Directions: Write out all entries word for word.

○ ○ ○ ○

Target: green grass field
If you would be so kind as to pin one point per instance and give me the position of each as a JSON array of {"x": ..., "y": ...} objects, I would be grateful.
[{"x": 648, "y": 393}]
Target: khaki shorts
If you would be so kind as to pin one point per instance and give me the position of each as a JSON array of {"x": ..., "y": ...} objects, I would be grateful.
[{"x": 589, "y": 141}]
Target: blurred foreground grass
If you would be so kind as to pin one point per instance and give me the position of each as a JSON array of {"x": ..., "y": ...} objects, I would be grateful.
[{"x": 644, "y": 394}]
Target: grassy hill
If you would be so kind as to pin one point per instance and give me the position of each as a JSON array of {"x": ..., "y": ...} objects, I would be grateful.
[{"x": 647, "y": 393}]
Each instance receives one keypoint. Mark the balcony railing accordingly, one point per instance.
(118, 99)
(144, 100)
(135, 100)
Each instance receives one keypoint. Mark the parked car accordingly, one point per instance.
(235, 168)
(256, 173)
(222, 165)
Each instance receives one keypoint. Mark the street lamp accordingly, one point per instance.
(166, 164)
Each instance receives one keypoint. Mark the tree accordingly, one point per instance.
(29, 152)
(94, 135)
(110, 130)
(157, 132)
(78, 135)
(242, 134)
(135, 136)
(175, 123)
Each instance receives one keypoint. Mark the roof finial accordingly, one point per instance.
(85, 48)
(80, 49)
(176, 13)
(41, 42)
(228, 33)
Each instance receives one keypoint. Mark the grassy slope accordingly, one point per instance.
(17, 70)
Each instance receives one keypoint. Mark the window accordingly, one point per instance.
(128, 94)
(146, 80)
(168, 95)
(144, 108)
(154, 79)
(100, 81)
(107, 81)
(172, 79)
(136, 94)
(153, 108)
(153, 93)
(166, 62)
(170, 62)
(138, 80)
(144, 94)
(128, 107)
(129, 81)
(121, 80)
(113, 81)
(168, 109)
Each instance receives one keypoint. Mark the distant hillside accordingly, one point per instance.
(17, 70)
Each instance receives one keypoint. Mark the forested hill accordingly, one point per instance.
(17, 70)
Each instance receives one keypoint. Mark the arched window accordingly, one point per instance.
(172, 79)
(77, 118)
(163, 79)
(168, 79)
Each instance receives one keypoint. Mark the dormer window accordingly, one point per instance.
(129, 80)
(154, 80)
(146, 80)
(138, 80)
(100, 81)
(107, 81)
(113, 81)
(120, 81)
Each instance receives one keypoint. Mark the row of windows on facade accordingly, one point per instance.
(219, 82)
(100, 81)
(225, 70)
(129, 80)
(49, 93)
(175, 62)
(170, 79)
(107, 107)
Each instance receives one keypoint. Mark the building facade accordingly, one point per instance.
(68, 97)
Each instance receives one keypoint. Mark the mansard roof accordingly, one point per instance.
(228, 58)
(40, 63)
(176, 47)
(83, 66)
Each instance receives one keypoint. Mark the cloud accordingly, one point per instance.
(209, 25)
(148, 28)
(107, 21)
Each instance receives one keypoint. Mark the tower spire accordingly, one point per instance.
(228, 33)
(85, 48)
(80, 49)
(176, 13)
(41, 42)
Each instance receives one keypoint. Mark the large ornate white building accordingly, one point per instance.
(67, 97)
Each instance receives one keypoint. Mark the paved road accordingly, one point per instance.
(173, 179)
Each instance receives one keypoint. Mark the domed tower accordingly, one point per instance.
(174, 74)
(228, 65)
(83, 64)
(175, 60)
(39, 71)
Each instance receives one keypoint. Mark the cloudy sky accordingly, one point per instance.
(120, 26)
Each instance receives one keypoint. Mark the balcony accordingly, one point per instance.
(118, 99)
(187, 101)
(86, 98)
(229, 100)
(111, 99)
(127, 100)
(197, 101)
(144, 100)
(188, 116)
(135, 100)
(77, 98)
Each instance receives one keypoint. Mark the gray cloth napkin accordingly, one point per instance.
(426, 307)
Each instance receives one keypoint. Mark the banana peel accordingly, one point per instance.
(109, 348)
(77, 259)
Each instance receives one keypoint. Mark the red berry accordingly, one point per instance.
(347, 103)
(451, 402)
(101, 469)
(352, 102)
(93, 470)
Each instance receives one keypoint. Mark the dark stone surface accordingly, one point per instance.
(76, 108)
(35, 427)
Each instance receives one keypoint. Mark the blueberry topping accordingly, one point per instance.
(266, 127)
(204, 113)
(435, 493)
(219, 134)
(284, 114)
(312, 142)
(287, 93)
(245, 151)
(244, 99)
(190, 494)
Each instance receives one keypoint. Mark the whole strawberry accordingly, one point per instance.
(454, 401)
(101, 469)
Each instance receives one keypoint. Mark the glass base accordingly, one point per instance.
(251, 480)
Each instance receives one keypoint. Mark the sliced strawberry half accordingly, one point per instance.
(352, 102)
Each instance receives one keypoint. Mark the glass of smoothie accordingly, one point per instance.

○ ○ ○ ○

Reply to the task:
Target: green grass field
If you would be so kind as to pin one point per instance and give me the position of each as a JSON array of {"x": ..., "y": ...} objects, I would be grateful.
[{"x": 648, "y": 393}]
Target: khaki shorts
If you would be so kind as to pin one point per instance and give me the position of each as a JSON array of {"x": ..., "y": ...} objects, I would be grateful.
[{"x": 589, "y": 141}]
Target: blurred foreground grass
If you would be so kind as to pin one point per instance and give me the position of each as a JSON array of {"x": ..., "y": ...} objects, I would be grateful.
[{"x": 644, "y": 394}]
Target: grassy hill
If you would be so kind as to pin one point per instance and give me the position of each as a JSON array of {"x": ..., "y": ...} objects, I would be grateful.
[{"x": 647, "y": 393}]
Each instance receives one keypoint. Mark the balcony railing accordingly, one point per instance.
(118, 99)
(144, 100)
(135, 100)
Each instance receives one keypoint. Mark the parked car accordingly, one point per instance.
(235, 168)
(256, 173)
(222, 165)
Each instance receives one keypoint. Mark the street lamp accordingly, one point per instance.
(166, 164)
Each instance receives one keypoint. Mark the tree accordingly, one point per instance.
(29, 152)
(94, 135)
(110, 130)
(157, 132)
(78, 135)
(242, 134)
(135, 136)
(175, 123)
Each instance receives one keypoint. Mark the roof finial accordingly, one point per instance.
(85, 48)
(80, 49)
(176, 13)
(41, 42)
(228, 33)
Each instance receives one keypoint. Mark the grassy slope accordingly, one point per instance.
(17, 70)
Each instance receives one keypoint. Mark the window accordingly, one point per instance.
(128, 94)
(146, 80)
(168, 95)
(144, 108)
(154, 79)
(100, 81)
(107, 81)
(172, 79)
(136, 94)
(153, 108)
(153, 93)
(166, 62)
(170, 62)
(138, 80)
(144, 94)
(128, 107)
(129, 81)
(121, 80)
(113, 81)
(168, 109)
Each instance receives one keypoint. Mark the distant hillside accordingly, one point per instance.
(17, 70)
Each instance receives one keypoint. Mark the forested hill accordingly, one point per instance.
(17, 70)
Each instance receives one keypoint. Mark the arched window accordingly, one point per instance.
(172, 79)
(77, 118)
(163, 79)
(168, 79)
Each instance receives one keypoint. Mark the dormer window accordingly, one point per instance.
(129, 80)
(154, 80)
(146, 80)
(138, 80)
(100, 81)
(107, 81)
(113, 81)
(120, 81)
Each instance receives one keypoint. Mark the row of windows on facade accordingly, one point per instance.
(219, 82)
(100, 81)
(225, 70)
(129, 80)
(49, 93)
(175, 62)
(170, 79)
(107, 107)
Each instance receives one keypoint. Mark the building facade accordingly, one point per instance.
(68, 97)
Each instance receives one keypoint. Mark the mansard roof accordingly, one point per instance.
(228, 58)
(40, 63)
(176, 47)
(83, 66)
Each instance receives one keypoint. Mark the cloud accordingly, one point per instance.
(209, 25)
(148, 28)
(107, 21)
Each instance receives one keypoint. Mark the tower spire accordingly, one point per instance.
(228, 33)
(85, 48)
(80, 49)
(176, 13)
(41, 42)
Each instance receives one keypoint. Mark the large ornate white building accordingly, one point per instance.
(67, 97)
Each instance receives one keypoint. Mark the paved road accordingly, one point per instance.
(173, 179)
Each instance receives one keypoint. Mark the domed tower accordingly, one point per instance.
(174, 74)
(228, 65)
(83, 64)
(175, 60)
(39, 71)
Each instance receives one keypoint. Mark the cloudy sky accordingly, one point per instance.
(120, 26)
Each instance receives one keypoint. Mark the balcony accordingly, one point per instance.
(118, 99)
(187, 101)
(86, 98)
(229, 100)
(111, 99)
(127, 100)
(197, 101)
(144, 100)
(188, 116)
(135, 100)
(77, 98)
Each instance receives one keypoint. Mark the gray cloth napkin accordingly, one point per instance.
(426, 307)
Each instance receives one keypoint. Mark the banana peel accordingly, one point per instance.
(109, 348)
(77, 259)
Each instance receives one keypoint. Mark the red berry accordingly, one point per instance.
(347, 103)
(451, 402)
(101, 469)
(352, 102)
(93, 470)
Each instance receives one keypoint. Mark the dark stone surface accordingly, one point per instance.
(76, 108)
(35, 427)
Each instance receives one keypoint. Mark the blueberry topping accordingly, one point per instance.
(266, 127)
(204, 113)
(435, 493)
(219, 134)
(284, 114)
(312, 142)
(287, 93)
(245, 151)
(244, 99)
(190, 494)
Each instance receives one keypoint. Mark the whole strawberry accordingly, one point per instance.
(454, 401)
(101, 469)
Each instance receives one keypoint. Mark the glass base accordingly, one point per instance.
(251, 480)
Each instance receives one keypoint. Mark the sliced strawberry half accordingly, one point per instance.
(352, 102)
Each instance receives one keypoint. Mark the glass of smoothie accordingly, one point per instance.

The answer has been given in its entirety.